**How to complete this task**. Reproduce each of the following items word for word.
[[ Dataset entries, beginning ]]
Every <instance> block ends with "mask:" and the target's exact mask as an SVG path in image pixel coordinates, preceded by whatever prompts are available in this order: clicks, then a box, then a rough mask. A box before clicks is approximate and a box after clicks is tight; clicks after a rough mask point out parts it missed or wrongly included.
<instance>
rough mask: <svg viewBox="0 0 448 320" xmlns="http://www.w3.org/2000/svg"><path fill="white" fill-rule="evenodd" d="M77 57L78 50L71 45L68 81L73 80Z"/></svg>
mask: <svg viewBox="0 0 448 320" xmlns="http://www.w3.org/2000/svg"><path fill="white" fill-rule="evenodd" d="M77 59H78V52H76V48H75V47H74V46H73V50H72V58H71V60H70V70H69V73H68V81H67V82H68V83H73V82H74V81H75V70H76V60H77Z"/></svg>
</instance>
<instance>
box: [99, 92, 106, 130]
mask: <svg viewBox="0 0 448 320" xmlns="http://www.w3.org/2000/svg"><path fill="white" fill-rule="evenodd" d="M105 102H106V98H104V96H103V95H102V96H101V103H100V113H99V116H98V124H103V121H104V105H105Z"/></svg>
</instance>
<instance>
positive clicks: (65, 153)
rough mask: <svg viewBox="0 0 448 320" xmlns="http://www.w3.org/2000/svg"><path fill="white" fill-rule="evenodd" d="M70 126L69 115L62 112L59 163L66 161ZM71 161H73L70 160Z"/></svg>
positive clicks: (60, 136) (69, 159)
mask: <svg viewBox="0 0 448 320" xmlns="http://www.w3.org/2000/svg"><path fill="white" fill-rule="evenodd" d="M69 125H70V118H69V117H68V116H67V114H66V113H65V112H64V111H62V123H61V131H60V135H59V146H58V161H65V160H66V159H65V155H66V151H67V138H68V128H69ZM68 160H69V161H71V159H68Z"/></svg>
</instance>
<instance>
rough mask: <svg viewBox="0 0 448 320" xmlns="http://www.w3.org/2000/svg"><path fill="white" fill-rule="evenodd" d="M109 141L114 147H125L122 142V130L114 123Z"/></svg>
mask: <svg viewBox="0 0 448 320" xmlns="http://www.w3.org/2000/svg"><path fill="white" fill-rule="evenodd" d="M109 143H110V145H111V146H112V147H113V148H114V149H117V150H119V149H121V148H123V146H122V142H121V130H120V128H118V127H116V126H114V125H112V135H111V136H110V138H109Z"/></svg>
[[ Dataset entries, end ]]
**Result below**.
Every <instance> block ends with "mask:" and the target's exact mask as an SVG path in image pixel coordinates, preceded by whatever prompts are available in this order: clicks, then a box, then a rough mask. A box before clicks is approximate and a box after clicks is tight; clicks after a rough mask point out parts it missed or wrongly included.
<instance>
rough mask: <svg viewBox="0 0 448 320" xmlns="http://www.w3.org/2000/svg"><path fill="white" fill-rule="evenodd" d="M77 57L78 50L71 45L68 81L73 80Z"/></svg>
mask: <svg viewBox="0 0 448 320" xmlns="http://www.w3.org/2000/svg"><path fill="white" fill-rule="evenodd" d="M77 59H78V52H76V48H75V47H74V46H73V50H72V58H71V60H70V70H69V73H68V81H67V82H68V83H73V82H74V81H75V70H76V60H77Z"/></svg>
</instance>
<instance>
box: [99, 92, 106, 130]
mask: <svg viewBox="0 0 448 320" xmlns="http://www.w3.org/2000/svg"><path fill="white" fill-rule="evenodd" d="M105 102H106V98H104V96H103V95H102V96H101V103H100V113H99V116H98V124H103V121H104V105H105Z"/></svg>
</instance>
<instance>
positive clicks: (65, 153)
rough mask: <svg viewBox="0 0 448 320" xmlns="http://www.w3.org/2000/svg"><path fill="white" fill-rule="evenodd" d="M70 126L69 115L62 112L59 163L66 161ZM71 161H73L70 160Z"/></svg>
positive clicks: (60, 136) (69, 159)
mask: <svg viewBox="0 0 448 320" xmlns="http://www.w3.org/2000/svg"><path fill="white" fill-rule="evenodd" d="M69 125H70V118H69V117H68V116H67V114H66V113H65V112H64V111H62V123H61V131H60V135H59V146H58V161H65V160H66V159H65V155H66V151H67V138H68V128H69ZM68 160H69V161H71V159H68Z"/></svg>
</instance>
<instance>
rough mask: <svg viewBox="0 0 448 320" xmlns="http://www.w3.org/2000/svg"><path fill="white" fill-rule="evenodd" d="M109 141L114 147H125L122 142V130L114 123Z"/></svg>
mask: <svg viewBox="0 0 448 320" xmlns="http://www.w3.org/2000/svg"><path fill="white" fill-rule="evenodd" d="M109 143H110V145H111V146H112V147H113V148H114V149H117V150H119V149H121V148H123V146H122V142H121V130H120V128H118V127H116V126H114V125H112V135H111V136H110V138H109Z"/></svg>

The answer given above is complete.